• _TASK 1_:
According to the passage on the entourage effect, what is the best-known example of cannabinoids acting symbiotically?
• _TASK 2_:
Write the next part of the passage on the entourage effect, picking up after its last sentence.

• _DOCUMENT SECTION_:
═══

The entourage effect is the mechanism in which cannabinoids act synergistically with each other and numerous other compounds within the plant, such as terpenes, flavonoids and resins. The entourage effect was coined in the late 1990s by the famous Rafael Mechuolam, Shimon Ben-Shabat and their group of Israeli researchers.
The discovery of cannabinoids’ ability to enhance and compliment each other has led to huge advances in extraction and formulation strategies. While the term ‘entourage effect’ is primarily used in the cannabis industry, this phenomenon is thought to occur in a wide range of botanical medicines.
In the realms of recreational cannabis, the entourage effect is touted for its capacity to enhance the effects of THC and contribute to the psychoactive and somatic experiences of cannabis.
However, in the medical setting, the synergistic action of cannabinoids and other plant compounds is appreciated for its propensity to alleviate symptoms of complex or difficult to treat conditions such as autoimmune, gastrointestinal and mood disorders.
At a physiological level, combinations of cannabinoids, terpenes and flavonoids can increase the activity of endogenous cannabinoids and interact with the body’s endocannabinoid system.
Additionally, cannabinoids are thought to have a symbiotic action, the most well-known example of this is CBD’s action mitigating the psychoactive effects of THC. Terpenes also have their role in the entourage effect: to name a couple, 𝛽-myrcene as an anti-inflammatory and linalool with anticonvulsant activity. Both of these examples correspond with well-documented actions of CBD.
You could imagine the action of the entourage effect to be much like an orchestra. Each musician has great skill individually, their talent can operate in isolation or can have an entirely different impact when combined with other musicians in the orchestra.
For medical cannabis patients, the choice between isolated cannabis treatments and full or broad-spectrum formulations primarily is determined by the presenting condition.

═══

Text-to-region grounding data
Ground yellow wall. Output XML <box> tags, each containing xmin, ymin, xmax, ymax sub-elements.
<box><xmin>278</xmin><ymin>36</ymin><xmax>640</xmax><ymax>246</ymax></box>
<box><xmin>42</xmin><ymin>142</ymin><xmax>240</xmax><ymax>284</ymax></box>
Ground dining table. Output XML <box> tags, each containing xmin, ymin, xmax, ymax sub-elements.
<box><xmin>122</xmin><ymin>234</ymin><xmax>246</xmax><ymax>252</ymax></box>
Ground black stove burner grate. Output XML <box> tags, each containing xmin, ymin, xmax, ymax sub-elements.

═══

• _ANSWER SPACE 1_:
CBD's action mitigating the psychoactive effects of THC.

• _ANSWER SPACE 2_:
The drug Marinol has been on the market since the 1980s used as a potent appetite stimulant in treating anorexia as well as nausea and vomiting associated with cancer therapy. In the case of Marinol, isolated synthetic THC produces the desired effect in increasing hunger, yet is commonly associated with side effects such as paranoia and a subjective high.
When taking formulations or whole-plant extracts, patients are ingesting a range of carefully measured cannabinoids, terpenes and other plant compounds. By choosing formulations prescribers can select products that are most suitable to the patient’s needs, in doing so utilising the potential benefits of the entourage effect.
In studies relating to human breast cancer cells in vitro, formulated extracts were compared to pure THC, with positive outcomes seen from the formulated treatment, rather than THC-only. The authors believed this may be attributed to the combined action of THC with minor cannabinoids, CBG and THCA.
Other evidence for the entourage effect’s impact in treating skin conditions, bacterial infections, mood and cognitive disorders is beginning to be uncovered. In contrast, a recent study has reported no differences when administering terpenes with phytocannabinoids in the context of activating cannabinoid receptors.
While there is little solid evidence for either side of the debate, a strong appetite for information on the topic continues to fuel clinical research.